— PROBLEM REQUIREMENTS —
Taking the line containing "glare, one line per instance" as the first and the last line of the entries as the end, reproduce every line between them exactly, including both.

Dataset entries
+ + + +

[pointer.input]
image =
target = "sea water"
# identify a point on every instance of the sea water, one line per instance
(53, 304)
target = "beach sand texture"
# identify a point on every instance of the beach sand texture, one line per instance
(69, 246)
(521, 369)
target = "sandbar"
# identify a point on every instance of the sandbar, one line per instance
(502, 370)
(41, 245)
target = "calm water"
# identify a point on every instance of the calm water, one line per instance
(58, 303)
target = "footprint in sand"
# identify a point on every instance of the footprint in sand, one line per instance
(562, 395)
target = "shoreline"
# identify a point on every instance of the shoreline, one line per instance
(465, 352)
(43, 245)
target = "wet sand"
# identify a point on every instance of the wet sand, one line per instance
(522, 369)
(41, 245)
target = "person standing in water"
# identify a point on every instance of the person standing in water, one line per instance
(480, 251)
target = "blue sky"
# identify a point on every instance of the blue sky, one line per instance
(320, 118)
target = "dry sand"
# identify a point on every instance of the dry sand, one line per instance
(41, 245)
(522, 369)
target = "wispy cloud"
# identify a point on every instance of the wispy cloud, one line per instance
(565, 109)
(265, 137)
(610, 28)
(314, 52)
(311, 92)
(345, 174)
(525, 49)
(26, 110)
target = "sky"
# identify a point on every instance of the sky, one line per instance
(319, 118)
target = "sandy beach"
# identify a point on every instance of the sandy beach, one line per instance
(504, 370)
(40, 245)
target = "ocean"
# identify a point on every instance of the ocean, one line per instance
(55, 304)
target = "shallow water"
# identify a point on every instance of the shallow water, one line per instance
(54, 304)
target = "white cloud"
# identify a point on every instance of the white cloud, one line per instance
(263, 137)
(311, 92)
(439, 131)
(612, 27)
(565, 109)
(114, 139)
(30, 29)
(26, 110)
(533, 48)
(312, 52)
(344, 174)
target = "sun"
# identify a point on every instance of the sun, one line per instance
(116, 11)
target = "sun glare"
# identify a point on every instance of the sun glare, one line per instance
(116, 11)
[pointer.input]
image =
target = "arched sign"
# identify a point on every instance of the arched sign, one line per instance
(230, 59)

+ + + +

— EXERCISE RESPONSE —
# identify a point on every instance of the sun glare, one line per instance
(116, 11)
[pointer.input]
image =
target = "arched sign"
# identify a point on every instance of the arched sign, one line per instance
(230, 59)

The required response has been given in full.